### [TASK INSTRUCTIONS]
Each line of the material is to be written out exactly.

### [ENTRIES SUPPLIED]
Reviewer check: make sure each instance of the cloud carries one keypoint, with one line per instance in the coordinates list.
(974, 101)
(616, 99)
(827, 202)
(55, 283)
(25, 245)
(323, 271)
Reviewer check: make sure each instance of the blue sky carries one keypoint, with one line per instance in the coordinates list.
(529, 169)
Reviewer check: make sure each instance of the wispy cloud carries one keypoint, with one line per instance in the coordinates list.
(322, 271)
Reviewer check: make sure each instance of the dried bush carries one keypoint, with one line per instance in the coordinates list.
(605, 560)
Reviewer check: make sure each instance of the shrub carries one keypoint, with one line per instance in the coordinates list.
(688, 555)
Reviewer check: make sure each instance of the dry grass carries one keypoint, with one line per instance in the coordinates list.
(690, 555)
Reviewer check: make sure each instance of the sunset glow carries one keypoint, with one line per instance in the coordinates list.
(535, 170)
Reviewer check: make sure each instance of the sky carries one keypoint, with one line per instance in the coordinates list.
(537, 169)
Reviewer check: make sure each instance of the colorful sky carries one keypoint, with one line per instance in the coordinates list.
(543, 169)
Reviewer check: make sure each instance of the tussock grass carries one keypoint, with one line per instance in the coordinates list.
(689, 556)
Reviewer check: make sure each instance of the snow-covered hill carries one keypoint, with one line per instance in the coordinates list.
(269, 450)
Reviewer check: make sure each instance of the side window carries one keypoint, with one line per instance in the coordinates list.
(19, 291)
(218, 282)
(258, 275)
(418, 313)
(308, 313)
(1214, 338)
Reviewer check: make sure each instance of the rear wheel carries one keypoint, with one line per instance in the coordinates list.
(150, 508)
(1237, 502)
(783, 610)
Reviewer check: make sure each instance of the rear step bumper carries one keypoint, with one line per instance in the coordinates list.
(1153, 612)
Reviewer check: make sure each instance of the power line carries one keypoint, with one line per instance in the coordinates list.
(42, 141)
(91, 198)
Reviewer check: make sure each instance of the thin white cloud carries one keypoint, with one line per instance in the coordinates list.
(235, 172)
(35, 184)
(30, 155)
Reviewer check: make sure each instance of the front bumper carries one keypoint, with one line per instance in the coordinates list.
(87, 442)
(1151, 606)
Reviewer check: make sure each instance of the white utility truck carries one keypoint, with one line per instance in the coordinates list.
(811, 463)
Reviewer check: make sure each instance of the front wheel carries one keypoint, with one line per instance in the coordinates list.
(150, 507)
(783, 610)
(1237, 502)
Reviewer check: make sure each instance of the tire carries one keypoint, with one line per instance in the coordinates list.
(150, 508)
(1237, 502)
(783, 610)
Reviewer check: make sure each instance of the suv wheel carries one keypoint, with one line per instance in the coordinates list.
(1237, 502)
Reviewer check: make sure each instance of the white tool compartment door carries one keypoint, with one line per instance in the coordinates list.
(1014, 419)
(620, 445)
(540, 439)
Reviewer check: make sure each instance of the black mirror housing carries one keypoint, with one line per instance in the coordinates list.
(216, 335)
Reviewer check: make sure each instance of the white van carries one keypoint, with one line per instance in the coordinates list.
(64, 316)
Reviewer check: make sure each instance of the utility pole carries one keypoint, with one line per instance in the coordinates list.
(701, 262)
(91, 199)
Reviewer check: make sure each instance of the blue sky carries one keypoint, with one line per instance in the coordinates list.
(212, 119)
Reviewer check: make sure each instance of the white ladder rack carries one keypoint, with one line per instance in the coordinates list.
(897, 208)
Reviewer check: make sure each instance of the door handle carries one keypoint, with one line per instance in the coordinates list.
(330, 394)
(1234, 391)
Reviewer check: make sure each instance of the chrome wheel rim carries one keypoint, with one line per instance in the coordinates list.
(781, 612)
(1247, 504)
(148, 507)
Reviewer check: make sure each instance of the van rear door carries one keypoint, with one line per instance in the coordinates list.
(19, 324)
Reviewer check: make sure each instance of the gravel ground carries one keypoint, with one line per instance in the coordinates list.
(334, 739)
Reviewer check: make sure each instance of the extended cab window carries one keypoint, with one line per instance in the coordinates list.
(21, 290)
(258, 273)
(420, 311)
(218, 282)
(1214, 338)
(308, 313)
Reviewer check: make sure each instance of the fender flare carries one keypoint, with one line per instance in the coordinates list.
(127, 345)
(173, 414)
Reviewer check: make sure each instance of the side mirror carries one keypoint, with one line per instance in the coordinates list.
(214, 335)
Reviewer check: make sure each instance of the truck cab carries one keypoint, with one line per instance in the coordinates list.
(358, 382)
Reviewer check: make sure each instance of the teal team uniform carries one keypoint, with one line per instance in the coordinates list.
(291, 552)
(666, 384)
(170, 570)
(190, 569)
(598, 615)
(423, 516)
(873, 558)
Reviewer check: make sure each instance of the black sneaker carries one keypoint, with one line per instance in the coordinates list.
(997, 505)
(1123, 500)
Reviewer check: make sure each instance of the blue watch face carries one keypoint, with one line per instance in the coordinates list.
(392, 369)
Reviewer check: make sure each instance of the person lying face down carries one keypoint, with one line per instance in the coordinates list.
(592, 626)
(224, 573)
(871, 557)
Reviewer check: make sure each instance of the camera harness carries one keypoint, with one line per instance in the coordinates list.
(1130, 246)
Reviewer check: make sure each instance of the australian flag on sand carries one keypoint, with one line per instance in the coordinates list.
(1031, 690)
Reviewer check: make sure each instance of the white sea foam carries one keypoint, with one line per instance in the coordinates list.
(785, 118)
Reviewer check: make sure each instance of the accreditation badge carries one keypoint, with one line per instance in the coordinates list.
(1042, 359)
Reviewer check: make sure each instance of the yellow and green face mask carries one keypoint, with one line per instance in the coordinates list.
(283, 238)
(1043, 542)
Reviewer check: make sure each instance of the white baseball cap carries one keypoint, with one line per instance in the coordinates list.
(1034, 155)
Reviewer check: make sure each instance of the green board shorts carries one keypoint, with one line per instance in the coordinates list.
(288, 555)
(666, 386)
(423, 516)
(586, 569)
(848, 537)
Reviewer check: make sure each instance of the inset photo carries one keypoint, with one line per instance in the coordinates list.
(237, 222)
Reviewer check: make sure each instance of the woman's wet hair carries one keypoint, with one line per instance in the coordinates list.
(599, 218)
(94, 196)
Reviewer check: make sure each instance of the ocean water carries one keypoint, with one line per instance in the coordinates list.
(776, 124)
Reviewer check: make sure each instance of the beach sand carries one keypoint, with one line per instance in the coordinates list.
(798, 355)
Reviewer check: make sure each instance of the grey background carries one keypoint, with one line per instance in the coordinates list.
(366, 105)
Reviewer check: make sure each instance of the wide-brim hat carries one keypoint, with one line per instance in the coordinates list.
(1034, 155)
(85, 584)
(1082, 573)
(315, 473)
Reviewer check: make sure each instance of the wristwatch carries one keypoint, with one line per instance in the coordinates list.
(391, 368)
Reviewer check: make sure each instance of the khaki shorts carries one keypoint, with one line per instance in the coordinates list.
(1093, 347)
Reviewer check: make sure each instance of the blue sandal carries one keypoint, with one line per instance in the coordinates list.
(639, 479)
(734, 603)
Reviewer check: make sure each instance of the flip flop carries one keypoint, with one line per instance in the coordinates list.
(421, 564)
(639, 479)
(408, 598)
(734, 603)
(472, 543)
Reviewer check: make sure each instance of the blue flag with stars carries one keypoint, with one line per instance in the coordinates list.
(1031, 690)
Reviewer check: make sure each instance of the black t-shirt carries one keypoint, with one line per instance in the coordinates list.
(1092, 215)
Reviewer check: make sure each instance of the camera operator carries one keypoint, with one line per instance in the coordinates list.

### [RESPONSE TO THIS TASK]
Reviewer check: make sure each instance of the cloud carries one keypoint, with one line per instance in the coordinates list.
(974, 101)
(616, 99)
(827, 202)
(55, 283)
(25, 245)
(323, 271)
Reviewer check: make sure each instance of the blue sky carries one keypoint, with one line per instance in the coordinates list.
(529, 169)
Reviewer check: make sure each instance of the wispy cloud carries one keypoint, with one line per instance in the coordinates list.
(322, 271)
Reviewer check: make sure each instance of the dried bush carries one keypoint, with one line per instance in the coordinates list.
(605, 560)
Reviewer check: make sure each instance of the shrub carries one keypoint, with one line per instance in the coordinates list.
(688, 555)
Reviewer check: make sure each instance of the dry grass carries one keypoint, with one line per instance in the coordinates list.
(690, 555)
Reviewer check: make sure each instance of the sunset glow carries one keypoint, with one line per instance in the coordinates list.
(535, 170)
Reviewer check: make sure each instance of the sky carries one keypoint, with one line per instance in the coordinates list.
(537, 169)
Reviewer check: make sure each instance of the colorful sky carries one keypoint, with one line per instance in the coordinates list.
(543, 169)
Reviewer check: make sure each instance of the tussock grass carries one keypoint, with one line per instance in the coordinates list.
(689, 556)
Reviewer check: make sure each instance of the snow-covered hill carries one keypoint, with one line per instance in the coordinates list.
(269, 450)
Reviewer check: make sure each instance of the side window carries one keypoint, with one line per instance in the coordinates list.
(19, 291)
(218, 282)
(258, 275)
(418, 313)
(308, 313)
(1214, 338)
Reviewer check: make sure each instance of the rear wheel carries one keypoint, with one line per instance in the coordinates list.
(150, 508)
(1237, 502)
(783, 610)
Reviewer check: make sure each instance of the rear step bumper carries one keypoint, with one line per instance in the coordinates list.
(1153, 612)
Reviewer check: make sure each instance of the power line carries one keypoint, with one line per instance in the coordinates list.
(42, 141)
(91, 198)
Reviewer check: make sure each instance of the thin white cloud carries one keypoint, with one line per instance in the coordinates list.
(235, 172)
(35, 184)
(30, 155)
Reviewer check: make sure each instance of the front bumper carries one keypoint, with one line per instance in the coordinates list.
(87, 442)
(1151, 606)
Reviewer check: make sure each instance of the white utility truck carries one keypoint, with one line per instance in the coordinates list.
(811, 463)
Reviewer check: make sure each instance of the front wheel carries one keypoint, with one line per instance in the coordinates list.
(150, 507)
(783, 610)
(1237, 502)
Reviewer check: make sure each instance of the tire carries one keypoint, with one line per instance in the coordinates list.
(150, 508)
(1237, 502)
(783, 610)
Reviewer check: make sure each instance of the suv wheel carries one keypoint, with one line per instance in the coordinates list.
(1237, 502)
Reviewer check: make sure each instance of the white tool compartment door carries one keypoint, with one line per instance in the coordinates list.
(1014, 419)
(620, 445)
(540, 439)
Reviewer check: make sure each instance of the black mirror housing carries one keypoint, with one line per instance in the coordinates list.
(216, 335)
Reviewer check: make sure each instance of the white van carries one keypoint, with one line per instance in the coordinates list.
(64, 316)
Reviewer check: make sure each instance of the utility pole carries one keypoint, with one line per instance in the coordinates list.
(701, 262)
(91, 199)
Reviewer check: make sure each instance of the blue sky carries one keypoint, with one line per instance in the coordinates list.
(212, 119)
Reviewer check: make sure each instance of the white ladder rack carries one keypoint, with one line per instance in the coordinates list.
(897, 208)
Reviewer check: make sure each instance of the door handle carries one keypoint, with one line per instance in the coordinates list.
(330, 394)
(1234, 391)
Reviewer check: make sure each instance of the chrome wheel rim carries one keypoint, with one line per instance in the coordinates list.
(781, 612)
(1247, 504)
(148, 507)
Reviewer check: make sure each instance of the van rear door carries one keypoint, with one line per instance in the coordinates list.
(19, 324)
Reviewer check: make sure each instance of the gravel ground carries one keypoint, with one line per instance in the coordinates list.
(334, 739)
Reviewer check: make sure each instance of the extended cab window carries one keypoint, with one line per instance in the coordinates list.
(21, 290)
(258, 273)
(420, 311)
(218, 282)
(1214, 338)
(308, 313)
Reviewer check: make sure each instance of the fender flare carries one keypoint, with one line per instance in the coordinates list.
(127, 345)
(173, 414)
Reviewer check: make sure each instance of the side mirror carries one keypoint, with one line per instance in the coordinates list.
(214, 335)
Reviewer check: make sure each instance of the truck cab carries one keypoint, with one line per instance in the coordinates list.
(358, 382)
Reviewer check: make sure each instance of the teal team uniform carries one keypoint, with one line per instance in the coordinates list.
(291, 552)
(666, 384)
(170, 570)
(190, 569)
(598, 615)
(423, 516)
(873, 558)
Reviewer check: make sure each instance of the black sneaker carries one keypoint, with one line per instance in the coordinates list.
(997, 505)
(1123, 500)
Reviewer check: make sure each instance of the blue watch face carries one keypoint, with one line per instance in the coordinates list.
(392, 369)
Reviewer check: make sure each instance of the person lying face down carries one keypoint, with one line per instance in the coordinates list.
(592, 626)
(224, 573)
(871, 557)
Reviewer check: make sure each instance of the camera harness carries one keypoint, with one line per instance in the coordinates list.
(1130, 246)
Reviewer check: make sure each instance of the australian flag on sand carries one keypoint, with one line per instance in the coordinates list.
(1031, 690)
Reviewer check: make sure each instance of the white sea foam carries one keypoint, with one line per instance in the coordinates list.
(785, 118)
Reviewer check: make sure each instance of the accreditation badge carries one keypoint, with one line per instance in the coordinates list.
(1042, 359)
Reviewer check: make sure each instance of the yellow and green face mask carries one keypoint, with one line per instance in the coordinates list.
(283, 238)
(1043, 542)
Reviewer check: make sure each instance of the white baseball cap carries one keypoint, with one line per instance in the coordinates list.
(1034, 155)
Reviewer check: make sure each instance of the green board shorts carries one keypoint, with one line per instance in the coordinates list.
(288, 555)
(666, 386)
(423, 516)
(586, 569)
(848, 537)
Reviewer check: make sure each instance of the inset photo carries one keypoint, with one line per instance in the coordinates list.
(237, 222)
Reviewer check: make sure each instance of the woman's wet hair carries one keypoint, with one line per instance in the coordinates list.
(599, 218)
(94, 196)
Reviewer check: make sure each instance of the ocean water carries one keypoint, with one line per instance in the coordinates list.
(776, 124)
Reviewer check: make sure each instance of the beach sand carries one keypoint, with one line per instance in the coordinates list.
(798, 355)
Reviewer check: make sure each instance of the grey background carries one keypoint, with one line per instance in the coordinates list.
(366, 105)
Reviewer check: make sure each instance of the wide-brim hat carries one keypoint, with one line per instance in the coordinates list.
(1034, 155)
(85, 584)
(1082, 573)
(315, 473)
Reviewer check: make sure each instance of the wristwatch carries one keypoint, with one line per instance in the coordinates list.
(391, 368)
Reviewer check: make sure each instance of the khaki shorts carries one keypoint, with one line per instance in the coordinates list.
(1093, 347)
Reviewer check: make sure each instance of the blue sandal carries one keypoint, with one line per instance in the coordinates list.
(639, 479)
(734, 603)
Reviewer check: make sure each instance of the flip flop carries one keypoint, with one line per instance in the coordinates list.
(421, 564)
(639, 479)
(408, 598)
(734, 603)
(472, 543)
Reviewer check: make sure each instance of the blue flag with stars carries one keypoint, with one line per instance in the coordinates list.
(1031, 690)
Reviewer check: make sure each instance of the black t-shirt carries one keypoint, with one line per instance in the coordinates list.
(1092, 215)
Reviewer check: make sure each instance of the camera operator carries one keypoint, with one line per instance in the coordinates list.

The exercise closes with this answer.